__EXERCISE DESCRIPTION__: Repeat the whole of the data, keeping every detail the same.

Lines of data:
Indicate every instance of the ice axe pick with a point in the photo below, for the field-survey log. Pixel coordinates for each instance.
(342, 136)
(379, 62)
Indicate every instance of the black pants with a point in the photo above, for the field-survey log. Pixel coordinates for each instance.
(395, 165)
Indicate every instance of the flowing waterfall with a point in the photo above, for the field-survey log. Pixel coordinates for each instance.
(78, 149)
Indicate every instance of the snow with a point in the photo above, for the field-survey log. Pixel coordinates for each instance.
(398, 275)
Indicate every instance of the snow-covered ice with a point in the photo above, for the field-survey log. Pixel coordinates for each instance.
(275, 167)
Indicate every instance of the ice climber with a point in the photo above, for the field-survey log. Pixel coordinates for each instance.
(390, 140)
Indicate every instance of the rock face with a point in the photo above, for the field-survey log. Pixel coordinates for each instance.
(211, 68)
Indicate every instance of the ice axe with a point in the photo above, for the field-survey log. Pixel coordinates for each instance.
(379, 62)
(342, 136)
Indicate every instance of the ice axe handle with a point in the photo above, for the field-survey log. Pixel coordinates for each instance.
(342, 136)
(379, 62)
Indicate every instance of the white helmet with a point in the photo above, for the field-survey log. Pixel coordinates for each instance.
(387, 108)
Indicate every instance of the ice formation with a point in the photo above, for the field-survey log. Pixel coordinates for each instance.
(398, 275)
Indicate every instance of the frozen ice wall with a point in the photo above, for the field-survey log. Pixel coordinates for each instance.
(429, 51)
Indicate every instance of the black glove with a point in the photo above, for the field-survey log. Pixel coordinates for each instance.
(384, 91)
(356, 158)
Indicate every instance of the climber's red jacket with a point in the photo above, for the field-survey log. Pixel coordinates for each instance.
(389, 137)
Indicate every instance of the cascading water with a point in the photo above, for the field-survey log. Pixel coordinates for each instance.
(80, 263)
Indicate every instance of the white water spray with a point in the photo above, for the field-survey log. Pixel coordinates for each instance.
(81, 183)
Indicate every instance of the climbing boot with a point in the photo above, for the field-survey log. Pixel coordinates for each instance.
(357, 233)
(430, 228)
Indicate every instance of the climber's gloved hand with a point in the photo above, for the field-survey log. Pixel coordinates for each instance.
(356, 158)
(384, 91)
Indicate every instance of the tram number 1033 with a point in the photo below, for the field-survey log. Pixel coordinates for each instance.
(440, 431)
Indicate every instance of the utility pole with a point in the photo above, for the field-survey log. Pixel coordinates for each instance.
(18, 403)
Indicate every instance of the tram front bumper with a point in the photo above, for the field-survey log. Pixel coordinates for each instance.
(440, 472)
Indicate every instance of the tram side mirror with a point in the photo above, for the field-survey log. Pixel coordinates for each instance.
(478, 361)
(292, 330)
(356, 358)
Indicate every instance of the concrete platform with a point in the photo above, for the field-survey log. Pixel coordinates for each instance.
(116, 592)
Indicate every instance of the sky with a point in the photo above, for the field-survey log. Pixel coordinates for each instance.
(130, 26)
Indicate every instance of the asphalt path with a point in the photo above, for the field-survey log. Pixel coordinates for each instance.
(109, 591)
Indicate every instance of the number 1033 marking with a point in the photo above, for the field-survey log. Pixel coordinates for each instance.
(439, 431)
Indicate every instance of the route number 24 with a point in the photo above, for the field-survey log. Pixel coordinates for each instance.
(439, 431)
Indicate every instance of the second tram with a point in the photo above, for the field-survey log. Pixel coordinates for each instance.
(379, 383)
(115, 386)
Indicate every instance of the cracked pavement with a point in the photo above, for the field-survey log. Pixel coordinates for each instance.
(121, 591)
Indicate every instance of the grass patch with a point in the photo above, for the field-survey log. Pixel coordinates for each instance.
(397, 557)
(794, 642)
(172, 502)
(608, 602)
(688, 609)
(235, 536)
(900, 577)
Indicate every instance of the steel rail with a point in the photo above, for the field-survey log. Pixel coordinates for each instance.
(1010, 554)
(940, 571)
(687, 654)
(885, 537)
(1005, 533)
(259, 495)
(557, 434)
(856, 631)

__OUTPUT FOR THIS EXERCISE__:
Indicate every instance of the ice axe pick with a point in the photo below, for the field-survey log. Pixel coordinates for each instance.
(342, 136)
(379, 62)
Indicate every instance of the black pants with a point in the photo above, for the field-survey log. Pixel coordinates for each instance.
(395, 165)
Indicate every instance of the flowing waterfall with a point in the photo above, for the field-survey log. Pixel coordinates for each instance.
(78, 149)
Indicate every instance of the snow with a point in the photo above, for the field-survey log. Pixel coordinates for each instance.
(398, 275)
Indicate every instance of the snow-covered ice with a point in the photo above, for the field-survey log. Pixel coordinates for each instance.
(275, 167)
Indicate every instance of the ice climber with a point in the photo above, for the field-survey log. Pixel coordinates for each instance.
(390, 140)
Indicate every instance of the rock face with a point in the photo above, for the field-survey log. Pixel coordinates for each instance.
(211, 68)
Indicate every instance of the ice axe with a point in the photo above, for the field-survey log. Pixel coordinates for each instance.
(379, 62)
(342, 136)
Indicate every instance of the ice axe handle with a point in the photo above, for the field-survey log. Pixel coordinates for each instance.
(342, 136)
(379, 62)
Indicate every instance of the white helmet with a point in the photo above, for the field-survey log. Pixel coordinates for each instance.
(387, 108)
Indicate every instance of the ice formation with a point in the photo above, for the field-survey log. Pixel coordinates for each instance.
(398, 275)
Indicate every instance of the frozen ice wall with a point in the photo above, for the field-survey log. Pixel coordinates for each instance.
(429, 51)
Indicate every instance of the black glove with a point in the photo above, for the field-survey log. Pixel coordinates for each instance.
(384, 91)
(356, 158)
Indicate every instance of the climber's red jacket with a point in the photo above, for the field-survey log. Pixel coordinates for each instance.
(389, 137)
Indicate every instance of the cascading water with a point in the photo above, for the field-survey log. Pixel coordinates for each instance.
(80, 263)
Indicate every instance of the white water spray with a point in the photo above, for the field-survey log. Pixel coordinates for each instance.
(81, 183)
Indicate every instance of the climbing boot with a point in the photo above, for the field-survey log. Pixel coordinates for each instance.
(357, 233)
(430, 228)
Indicate every instance of the climber's gloved hand with a point in the photo above, for the field-survey log. Pixel coordinates for each instance.
(356, 158)
(384, 91)
Indicate every instance of the tram number 1033 with a point in the photo below, for the field-survey log. Pixel coordinates for each instance.
(440, 431)
Indicate every instance of the utility pole with a point in the photo above, for the field-survey log. Pixel coordinates for each instance.
(18, 403)
Indicate every instance of the tram front bumper with a point in the photo above, for the field-survey log. Pixel coordinates for each instance.
(440, 472)
Indicate every instance of the tram side mirror with a point in the photo above, for the field-survey log. Pixel coordinates for each instance.
(478, 361)
(292, 330)
(356, 358)
Indicate every instance of the concrete platform with a point in the photo above, for the field-survey log. Pixel coordinates for each instance.
(116, 592)
Indicate every instance of the sky with a point in the photo above, for the field-survey log. Pixel coordinates for each instance.
(130, 26)
Indicate every instance of the asphalt path with a point in the photo above, for the field-survey log. Pixel coordinates for each instance.
(109, 591)
Indicate every instance of the number 1033 marking with a point in the photo above, for the field-survey log. Pixel coordinates for each instance.
(439, 431)
Indicate every instance of the route number 24 with a point in the photo above, for the field-survey log. Pixel coordinates for each instance.
(439, 431)
Indicate every instance of the second tram with a point in the photo above, for the field-survey log. Pixel coordinates for each instance.
(379, 383)
(115, 386)
Indicate every instance of the cracked pavement with a point in the photo above, for the field-survey log. Pixel coordinates for each instance.
(121, 591)
Indicate every instance of the grass patch with a point in the photo above, for the field-survey log. Pixel coordinates for each instance.
(397, 557)
(794, 642)
(172, 502)
(608, 602)
(688, 609)
(235, 536)
(900, 577)
Indicate every instance of the steel rail with a point in the photo above, for the field-survey log. Pixel coordinates for each instance.
(1010, 554)
(940, 571)
(687, 654)
(885, 537)
(1005, 533)
(259, 495)
(557, 434)
(856, 631)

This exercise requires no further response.